### DOCUMENT SEGMENT:
Begin

But we also acknowledged that not everyone dives into the latest wave of technological advancement with rabid appetite – some prefer a slower, more considered pace of change. And for those who favour something slower than an out and out consumer revolution when it comes to TVs, there appears to be, erm, a solution – at least if Samsung have their way.
Their new, appropriately-named ‘Evolution’ upgrade kit makes a slightly older TV have the smart and HD functionality of the latest models - and keeps up accordingly year-on-year, so the company say. The potential to reduce electronic waste is certainly there, but it hasn’t received a universally positive response, by any means.
It’s certainly fair to say the ever-powerful gadget bloggers of the world are not entirely convinced. Problems cited include the tension between being a company that sells TVs or a modern ‘digital distribution’ one that simply uses TV as its platform, the currently high price-tag, and whether the product is actually as ‘future proof’ as it makes out.

End

### REQUIREMENTS:
Do these statements agree with the passage on Samsung's upgrade kit? For each, answer yes or no and quote the words from the passage that decide it. (a) The kit lets a slightly older TV have the smart and HD functionality of the latest models. (b) The kit has been met with a universally positive response. (c) The kit currently has a low price.

### STORED RECORDS:
Begin

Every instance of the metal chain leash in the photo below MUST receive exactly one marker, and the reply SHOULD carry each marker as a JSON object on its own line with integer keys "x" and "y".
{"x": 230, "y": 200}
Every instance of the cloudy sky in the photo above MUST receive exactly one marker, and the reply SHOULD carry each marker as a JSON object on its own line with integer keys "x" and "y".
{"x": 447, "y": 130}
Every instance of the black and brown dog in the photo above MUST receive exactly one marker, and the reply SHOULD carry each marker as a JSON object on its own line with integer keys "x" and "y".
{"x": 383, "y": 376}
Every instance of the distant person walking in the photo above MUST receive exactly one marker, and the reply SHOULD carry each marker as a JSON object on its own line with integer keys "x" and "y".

End

### THE RESULT:
(a) Yes: "makes a slightly older TV have the smart and HD functionality of the latest models"
(b) No: "it hasn’t received a universally positive response, by any means"
(c) No: "the currently high price-tag"